What is being asked =
Reproduce without alteration the lines of the data from the one containing "each like [158,29]." through the last line of the data, inclusive.

Stored data entries:
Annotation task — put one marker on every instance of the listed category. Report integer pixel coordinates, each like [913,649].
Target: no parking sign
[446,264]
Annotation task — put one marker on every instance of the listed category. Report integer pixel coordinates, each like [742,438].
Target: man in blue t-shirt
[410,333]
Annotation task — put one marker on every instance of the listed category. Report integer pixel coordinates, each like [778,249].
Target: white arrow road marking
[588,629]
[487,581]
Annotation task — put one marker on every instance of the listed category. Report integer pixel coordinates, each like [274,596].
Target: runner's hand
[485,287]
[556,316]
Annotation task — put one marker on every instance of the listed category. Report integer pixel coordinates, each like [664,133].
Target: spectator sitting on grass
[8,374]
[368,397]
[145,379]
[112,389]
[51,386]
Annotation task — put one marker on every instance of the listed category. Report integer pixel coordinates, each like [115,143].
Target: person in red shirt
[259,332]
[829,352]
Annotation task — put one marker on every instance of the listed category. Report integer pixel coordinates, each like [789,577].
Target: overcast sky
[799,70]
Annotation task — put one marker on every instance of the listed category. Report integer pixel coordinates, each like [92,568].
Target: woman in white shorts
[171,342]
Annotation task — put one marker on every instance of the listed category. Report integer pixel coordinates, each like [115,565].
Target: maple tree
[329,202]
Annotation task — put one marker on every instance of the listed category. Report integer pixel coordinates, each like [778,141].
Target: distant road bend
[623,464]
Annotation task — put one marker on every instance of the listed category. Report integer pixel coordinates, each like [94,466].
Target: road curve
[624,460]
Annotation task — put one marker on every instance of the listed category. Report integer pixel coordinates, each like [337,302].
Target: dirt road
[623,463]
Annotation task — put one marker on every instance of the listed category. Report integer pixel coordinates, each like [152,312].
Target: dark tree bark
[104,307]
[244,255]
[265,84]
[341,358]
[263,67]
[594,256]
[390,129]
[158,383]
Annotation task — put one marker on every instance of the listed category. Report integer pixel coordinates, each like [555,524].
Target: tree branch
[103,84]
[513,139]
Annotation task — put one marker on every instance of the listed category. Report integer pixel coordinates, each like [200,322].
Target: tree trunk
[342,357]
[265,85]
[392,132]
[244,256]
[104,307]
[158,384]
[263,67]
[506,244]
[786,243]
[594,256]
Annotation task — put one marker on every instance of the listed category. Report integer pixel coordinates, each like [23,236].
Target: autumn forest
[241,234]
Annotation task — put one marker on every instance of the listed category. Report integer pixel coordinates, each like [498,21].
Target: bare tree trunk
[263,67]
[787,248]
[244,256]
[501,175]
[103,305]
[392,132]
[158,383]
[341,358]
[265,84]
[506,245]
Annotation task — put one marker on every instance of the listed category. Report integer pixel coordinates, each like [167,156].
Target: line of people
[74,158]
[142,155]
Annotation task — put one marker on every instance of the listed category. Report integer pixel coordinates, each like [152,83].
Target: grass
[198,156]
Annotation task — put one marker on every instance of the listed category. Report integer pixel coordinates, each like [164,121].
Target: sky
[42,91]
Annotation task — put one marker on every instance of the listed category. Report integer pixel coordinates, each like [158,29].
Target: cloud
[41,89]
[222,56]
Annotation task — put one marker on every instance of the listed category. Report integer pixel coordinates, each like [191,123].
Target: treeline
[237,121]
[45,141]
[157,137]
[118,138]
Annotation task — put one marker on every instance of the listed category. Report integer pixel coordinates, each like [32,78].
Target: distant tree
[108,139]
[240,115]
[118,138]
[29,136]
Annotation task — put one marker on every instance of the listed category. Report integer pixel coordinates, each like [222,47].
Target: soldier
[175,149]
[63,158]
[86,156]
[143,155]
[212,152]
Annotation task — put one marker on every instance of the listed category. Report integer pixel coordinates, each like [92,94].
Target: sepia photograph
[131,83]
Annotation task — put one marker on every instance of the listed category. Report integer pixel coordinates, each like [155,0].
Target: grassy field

Task solution =
Annotation task — put one marker on every instance of the listed category. Report integer pixel coordinates, each like [158,29].
Target: cloud
[41,89]
[222,56]
Annotation task — put one marker on every instance of the listed category. Report integer pixel coordinates, each like [191,123].
Target: treeline
[237,121]
[45,141]
[157,137]
[118,138]
Annotation task — put one marker on every instance of the listed category. Report integer pixel coordinates, each like [32,78].
Target: distant tree
[108,139]
[240,115]
[118,138]
[29,136]
Annotation task — put one marker on every instance of the listed category. Report integer pixel coordinates, each like [222,47].
Target: soldier
[175,149]
[63,158]
[86,156]
[143,155]
[212,152]
Annotation task — put one marker on every instance of the listed category. Report integer pixel coordinates, each like [92,94].
Target: sepia photograph
[131,83]
Annotation task — put one marker on every instance of the listed category. Report integer pixel coordinates, each like [155,0].
Target: grassy field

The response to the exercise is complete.